Text excerpt →
□ □ □ □ □ □ □

Skip to main content

    Generic pattern matching

    Introduction

    Semgrep can match generic patterns in languages that it does not yet support. Use generic pattern matching for languages that do not have a parser, configuration files, or other structured data such as XML. Generic pattern matching can also be useful in files containing multiple languages even if the languages are otherwise supported, such as HTML with embedded JavaScript or PHP code. In those cases you can also consider Extract mode (experimental), but generic patterns may be simpler and still effective.

    As an example of generic matching, consider this rule:

    rules:
    - id: dynamic-proxy-scheme
    pattern: proxy_pass $$SCHEME:// ...;
    paths:
    include:
    - "*.conf"
    - "*.vhost"

□ □ □ □ □ □ □

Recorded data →

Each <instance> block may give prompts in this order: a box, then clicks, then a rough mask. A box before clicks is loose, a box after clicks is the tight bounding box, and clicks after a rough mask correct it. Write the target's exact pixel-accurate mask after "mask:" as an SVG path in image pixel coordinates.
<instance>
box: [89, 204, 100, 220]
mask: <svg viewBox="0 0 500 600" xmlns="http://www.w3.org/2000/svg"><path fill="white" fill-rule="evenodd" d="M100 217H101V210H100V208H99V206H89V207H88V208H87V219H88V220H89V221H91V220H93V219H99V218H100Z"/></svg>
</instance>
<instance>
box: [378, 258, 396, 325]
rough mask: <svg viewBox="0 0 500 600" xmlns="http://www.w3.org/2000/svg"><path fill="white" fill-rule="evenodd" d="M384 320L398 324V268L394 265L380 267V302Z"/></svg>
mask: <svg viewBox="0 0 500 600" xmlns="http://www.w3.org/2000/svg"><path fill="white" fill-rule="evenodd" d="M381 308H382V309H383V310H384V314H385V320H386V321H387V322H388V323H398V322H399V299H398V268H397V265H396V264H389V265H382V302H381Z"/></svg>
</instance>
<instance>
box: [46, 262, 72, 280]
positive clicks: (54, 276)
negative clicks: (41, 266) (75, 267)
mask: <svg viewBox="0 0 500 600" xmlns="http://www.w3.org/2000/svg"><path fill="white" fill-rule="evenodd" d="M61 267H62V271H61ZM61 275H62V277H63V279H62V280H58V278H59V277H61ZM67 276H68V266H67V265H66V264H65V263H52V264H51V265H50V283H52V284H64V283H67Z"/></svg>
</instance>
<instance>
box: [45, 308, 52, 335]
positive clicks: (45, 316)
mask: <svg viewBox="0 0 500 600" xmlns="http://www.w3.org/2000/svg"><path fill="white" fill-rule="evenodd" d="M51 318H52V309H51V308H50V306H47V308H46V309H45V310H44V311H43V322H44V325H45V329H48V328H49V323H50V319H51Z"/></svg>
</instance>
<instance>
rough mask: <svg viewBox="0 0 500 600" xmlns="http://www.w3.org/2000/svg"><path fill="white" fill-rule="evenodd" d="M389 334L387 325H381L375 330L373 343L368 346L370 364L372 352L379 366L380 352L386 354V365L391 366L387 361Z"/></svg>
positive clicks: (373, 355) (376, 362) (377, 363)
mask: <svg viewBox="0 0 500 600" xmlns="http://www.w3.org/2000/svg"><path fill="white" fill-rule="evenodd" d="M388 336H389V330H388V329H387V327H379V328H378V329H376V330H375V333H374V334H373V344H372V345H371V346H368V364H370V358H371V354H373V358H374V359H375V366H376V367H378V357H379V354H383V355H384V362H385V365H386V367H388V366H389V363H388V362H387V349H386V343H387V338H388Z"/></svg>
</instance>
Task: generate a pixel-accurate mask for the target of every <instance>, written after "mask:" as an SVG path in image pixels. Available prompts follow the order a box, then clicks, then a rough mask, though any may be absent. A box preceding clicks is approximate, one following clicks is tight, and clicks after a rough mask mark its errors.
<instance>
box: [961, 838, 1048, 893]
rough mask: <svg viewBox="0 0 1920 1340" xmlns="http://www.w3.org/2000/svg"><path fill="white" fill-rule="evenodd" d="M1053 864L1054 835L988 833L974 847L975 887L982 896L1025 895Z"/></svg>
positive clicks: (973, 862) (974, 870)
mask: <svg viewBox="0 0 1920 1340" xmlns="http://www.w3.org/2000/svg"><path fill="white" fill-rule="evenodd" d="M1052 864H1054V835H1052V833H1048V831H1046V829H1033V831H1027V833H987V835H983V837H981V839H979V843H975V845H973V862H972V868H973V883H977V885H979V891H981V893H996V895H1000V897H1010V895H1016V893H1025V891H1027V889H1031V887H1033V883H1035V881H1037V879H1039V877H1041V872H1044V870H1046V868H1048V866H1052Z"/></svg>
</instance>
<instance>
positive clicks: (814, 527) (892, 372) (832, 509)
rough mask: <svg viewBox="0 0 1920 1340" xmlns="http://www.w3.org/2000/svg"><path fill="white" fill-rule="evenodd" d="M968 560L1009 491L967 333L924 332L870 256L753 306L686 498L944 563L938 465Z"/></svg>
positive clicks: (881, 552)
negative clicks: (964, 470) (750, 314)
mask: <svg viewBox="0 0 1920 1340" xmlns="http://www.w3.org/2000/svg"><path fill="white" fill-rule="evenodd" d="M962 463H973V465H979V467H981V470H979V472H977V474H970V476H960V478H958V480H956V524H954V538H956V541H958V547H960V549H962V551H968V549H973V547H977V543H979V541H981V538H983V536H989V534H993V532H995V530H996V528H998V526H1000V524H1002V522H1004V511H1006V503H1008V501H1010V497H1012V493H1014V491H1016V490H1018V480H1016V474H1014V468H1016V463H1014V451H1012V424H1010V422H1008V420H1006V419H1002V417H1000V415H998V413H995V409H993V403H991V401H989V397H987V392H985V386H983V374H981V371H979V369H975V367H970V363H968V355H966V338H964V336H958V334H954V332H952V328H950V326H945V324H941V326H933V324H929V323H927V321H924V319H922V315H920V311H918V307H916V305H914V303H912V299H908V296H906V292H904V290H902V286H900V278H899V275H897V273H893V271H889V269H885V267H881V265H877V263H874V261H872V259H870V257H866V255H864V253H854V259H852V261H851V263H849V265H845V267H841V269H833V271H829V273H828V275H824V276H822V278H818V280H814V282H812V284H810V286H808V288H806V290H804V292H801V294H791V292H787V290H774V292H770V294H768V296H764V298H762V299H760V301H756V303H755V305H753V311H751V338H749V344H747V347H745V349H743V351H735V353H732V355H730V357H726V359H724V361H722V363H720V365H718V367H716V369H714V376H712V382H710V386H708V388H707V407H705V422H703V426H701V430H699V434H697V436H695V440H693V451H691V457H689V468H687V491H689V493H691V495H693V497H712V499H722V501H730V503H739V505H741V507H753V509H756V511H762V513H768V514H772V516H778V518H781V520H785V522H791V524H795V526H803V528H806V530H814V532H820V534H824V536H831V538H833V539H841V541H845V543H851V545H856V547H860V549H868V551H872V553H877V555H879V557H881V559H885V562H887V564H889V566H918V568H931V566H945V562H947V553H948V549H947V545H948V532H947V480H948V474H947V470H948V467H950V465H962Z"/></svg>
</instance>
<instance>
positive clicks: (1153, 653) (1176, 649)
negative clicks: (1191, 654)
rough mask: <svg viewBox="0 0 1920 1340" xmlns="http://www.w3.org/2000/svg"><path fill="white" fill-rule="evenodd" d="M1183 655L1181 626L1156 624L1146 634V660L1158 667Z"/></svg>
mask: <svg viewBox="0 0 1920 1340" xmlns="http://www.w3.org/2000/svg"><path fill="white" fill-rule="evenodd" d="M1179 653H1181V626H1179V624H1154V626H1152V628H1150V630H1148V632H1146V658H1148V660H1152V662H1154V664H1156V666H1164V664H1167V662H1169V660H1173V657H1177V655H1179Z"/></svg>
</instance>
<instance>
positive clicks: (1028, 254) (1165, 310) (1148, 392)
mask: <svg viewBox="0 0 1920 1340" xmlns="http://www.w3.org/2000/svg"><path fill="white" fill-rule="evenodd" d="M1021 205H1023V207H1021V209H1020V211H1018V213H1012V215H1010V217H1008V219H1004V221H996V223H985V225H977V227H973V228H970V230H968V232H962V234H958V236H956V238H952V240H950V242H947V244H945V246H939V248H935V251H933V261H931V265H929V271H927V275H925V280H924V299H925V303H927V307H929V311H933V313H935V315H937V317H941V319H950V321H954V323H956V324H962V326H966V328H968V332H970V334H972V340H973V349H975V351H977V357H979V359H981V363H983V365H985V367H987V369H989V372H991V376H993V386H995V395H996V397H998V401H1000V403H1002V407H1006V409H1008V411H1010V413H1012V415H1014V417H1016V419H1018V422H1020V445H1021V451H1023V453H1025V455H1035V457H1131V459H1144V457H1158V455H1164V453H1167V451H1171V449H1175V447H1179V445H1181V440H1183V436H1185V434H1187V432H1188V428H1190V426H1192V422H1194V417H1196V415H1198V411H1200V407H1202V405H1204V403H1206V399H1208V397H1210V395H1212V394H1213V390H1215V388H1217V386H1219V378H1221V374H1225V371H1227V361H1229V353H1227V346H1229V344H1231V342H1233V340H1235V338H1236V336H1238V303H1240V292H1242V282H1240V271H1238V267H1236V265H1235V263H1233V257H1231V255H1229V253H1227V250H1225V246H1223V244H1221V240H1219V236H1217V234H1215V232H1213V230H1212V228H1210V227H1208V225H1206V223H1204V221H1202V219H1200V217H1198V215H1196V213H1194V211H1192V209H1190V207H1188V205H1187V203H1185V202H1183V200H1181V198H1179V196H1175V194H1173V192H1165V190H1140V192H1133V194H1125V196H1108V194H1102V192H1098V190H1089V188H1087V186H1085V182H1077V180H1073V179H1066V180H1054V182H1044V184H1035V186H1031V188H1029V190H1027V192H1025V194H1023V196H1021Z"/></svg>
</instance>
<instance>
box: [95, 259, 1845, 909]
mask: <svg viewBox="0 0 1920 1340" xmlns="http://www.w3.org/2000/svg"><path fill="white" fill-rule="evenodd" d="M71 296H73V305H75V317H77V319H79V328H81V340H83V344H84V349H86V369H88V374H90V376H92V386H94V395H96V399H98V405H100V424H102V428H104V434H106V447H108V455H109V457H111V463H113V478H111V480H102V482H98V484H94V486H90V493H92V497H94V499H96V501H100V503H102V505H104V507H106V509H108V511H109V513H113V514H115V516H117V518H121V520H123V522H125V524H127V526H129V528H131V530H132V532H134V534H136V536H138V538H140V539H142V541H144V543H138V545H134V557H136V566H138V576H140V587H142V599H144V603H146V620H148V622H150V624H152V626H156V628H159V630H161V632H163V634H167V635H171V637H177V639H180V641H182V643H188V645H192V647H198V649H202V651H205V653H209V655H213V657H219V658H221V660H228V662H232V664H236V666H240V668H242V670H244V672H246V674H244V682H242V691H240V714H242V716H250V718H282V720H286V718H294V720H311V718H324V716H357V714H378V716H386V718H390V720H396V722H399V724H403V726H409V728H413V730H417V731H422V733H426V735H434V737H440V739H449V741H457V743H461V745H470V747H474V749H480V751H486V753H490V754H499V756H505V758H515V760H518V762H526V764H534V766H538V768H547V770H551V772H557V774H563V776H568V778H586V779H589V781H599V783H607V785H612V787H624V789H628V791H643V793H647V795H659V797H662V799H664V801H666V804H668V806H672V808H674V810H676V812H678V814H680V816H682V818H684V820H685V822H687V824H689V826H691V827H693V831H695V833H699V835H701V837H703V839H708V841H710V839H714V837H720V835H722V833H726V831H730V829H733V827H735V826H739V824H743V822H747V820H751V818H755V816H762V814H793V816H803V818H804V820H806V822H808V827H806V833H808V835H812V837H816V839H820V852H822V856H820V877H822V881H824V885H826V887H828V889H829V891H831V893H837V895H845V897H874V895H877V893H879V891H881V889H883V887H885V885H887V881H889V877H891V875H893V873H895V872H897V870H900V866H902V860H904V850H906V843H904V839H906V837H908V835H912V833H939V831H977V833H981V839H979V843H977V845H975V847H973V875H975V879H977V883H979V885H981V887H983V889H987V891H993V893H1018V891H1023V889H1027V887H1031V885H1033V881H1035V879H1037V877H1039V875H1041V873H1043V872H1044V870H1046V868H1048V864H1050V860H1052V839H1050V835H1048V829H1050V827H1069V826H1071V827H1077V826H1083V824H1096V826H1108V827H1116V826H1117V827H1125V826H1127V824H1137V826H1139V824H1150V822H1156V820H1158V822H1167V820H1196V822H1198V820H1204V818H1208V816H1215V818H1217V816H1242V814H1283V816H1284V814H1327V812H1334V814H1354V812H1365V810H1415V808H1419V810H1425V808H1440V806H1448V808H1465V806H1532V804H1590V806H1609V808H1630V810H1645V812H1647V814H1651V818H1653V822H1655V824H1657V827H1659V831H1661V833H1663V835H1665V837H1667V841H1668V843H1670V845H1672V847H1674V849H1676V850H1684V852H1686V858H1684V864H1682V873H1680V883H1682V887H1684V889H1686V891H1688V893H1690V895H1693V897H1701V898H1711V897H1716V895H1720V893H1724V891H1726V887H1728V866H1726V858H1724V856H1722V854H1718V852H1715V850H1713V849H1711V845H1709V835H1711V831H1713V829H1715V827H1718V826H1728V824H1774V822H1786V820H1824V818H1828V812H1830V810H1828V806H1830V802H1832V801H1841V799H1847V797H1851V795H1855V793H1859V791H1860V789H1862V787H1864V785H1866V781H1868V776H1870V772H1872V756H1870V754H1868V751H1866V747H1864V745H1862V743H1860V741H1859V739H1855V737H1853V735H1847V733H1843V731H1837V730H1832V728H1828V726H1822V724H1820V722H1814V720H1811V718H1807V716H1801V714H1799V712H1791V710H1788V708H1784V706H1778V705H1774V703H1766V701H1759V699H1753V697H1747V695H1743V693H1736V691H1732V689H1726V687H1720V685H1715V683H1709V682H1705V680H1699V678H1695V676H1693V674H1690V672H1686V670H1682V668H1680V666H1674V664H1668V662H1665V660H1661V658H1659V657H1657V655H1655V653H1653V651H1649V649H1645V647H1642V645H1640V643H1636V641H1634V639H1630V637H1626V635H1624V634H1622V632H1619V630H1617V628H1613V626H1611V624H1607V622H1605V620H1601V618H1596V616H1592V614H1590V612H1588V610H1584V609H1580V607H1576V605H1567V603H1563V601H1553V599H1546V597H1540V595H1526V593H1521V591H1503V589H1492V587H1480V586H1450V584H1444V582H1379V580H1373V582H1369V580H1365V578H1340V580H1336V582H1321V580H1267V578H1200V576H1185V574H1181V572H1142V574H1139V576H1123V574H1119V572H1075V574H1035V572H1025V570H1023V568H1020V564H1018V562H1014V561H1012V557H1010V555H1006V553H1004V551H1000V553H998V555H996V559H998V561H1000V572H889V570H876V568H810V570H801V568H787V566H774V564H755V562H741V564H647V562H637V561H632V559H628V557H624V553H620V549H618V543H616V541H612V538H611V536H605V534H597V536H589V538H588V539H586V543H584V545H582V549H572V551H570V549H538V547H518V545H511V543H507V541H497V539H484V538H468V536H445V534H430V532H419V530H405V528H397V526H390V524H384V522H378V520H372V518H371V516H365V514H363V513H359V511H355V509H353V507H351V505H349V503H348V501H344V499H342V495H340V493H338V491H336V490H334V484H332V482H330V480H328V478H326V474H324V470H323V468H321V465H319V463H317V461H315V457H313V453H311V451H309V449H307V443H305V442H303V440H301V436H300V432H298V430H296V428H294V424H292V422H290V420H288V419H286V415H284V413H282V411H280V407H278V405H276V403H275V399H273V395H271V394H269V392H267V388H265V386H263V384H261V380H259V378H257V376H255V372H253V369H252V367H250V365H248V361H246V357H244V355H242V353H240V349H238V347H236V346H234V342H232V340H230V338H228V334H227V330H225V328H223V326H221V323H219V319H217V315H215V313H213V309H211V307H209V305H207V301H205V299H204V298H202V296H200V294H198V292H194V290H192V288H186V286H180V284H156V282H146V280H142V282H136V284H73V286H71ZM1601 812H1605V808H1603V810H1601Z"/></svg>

□ □ □ □ □ □ □

What you need to do →
**1)** Transcribe the part of the Semgrep generic pattern matching page that starts at the words "Semgrep can match" and ends after the words "and still effective.".
**2)** Repeat word for word the recorded data from its first line through the line containing "box: [89, 204, 100, 220]".

Answer list →
**1)**
Semgrep can match generic patterns in languages that it does not yet support. Use generic pattern matching for languages that do not have a parser, configuration files, or other structured data such as XML. Generic pattern matching can also be useful in files containing multiple languages even if the languages are otherwise supported, such as HTML with embedded JavaScript or PHP code. In those cases you can also consider Extract mode (experimental), but generic patterns may be simpler and still effective.

**2)**
Each <instance> block may give prompts in this order: a box, then clicks, then a rough mask. A box before clicks is loose, a box after clicks is the tight bounding box, and clicks after a rough mask correct it. Write the target's exact pixel-accurate mask after "mask:" as an SVG path in image pixel coordinates.
<instance>
box: [89, 204, 100, 220]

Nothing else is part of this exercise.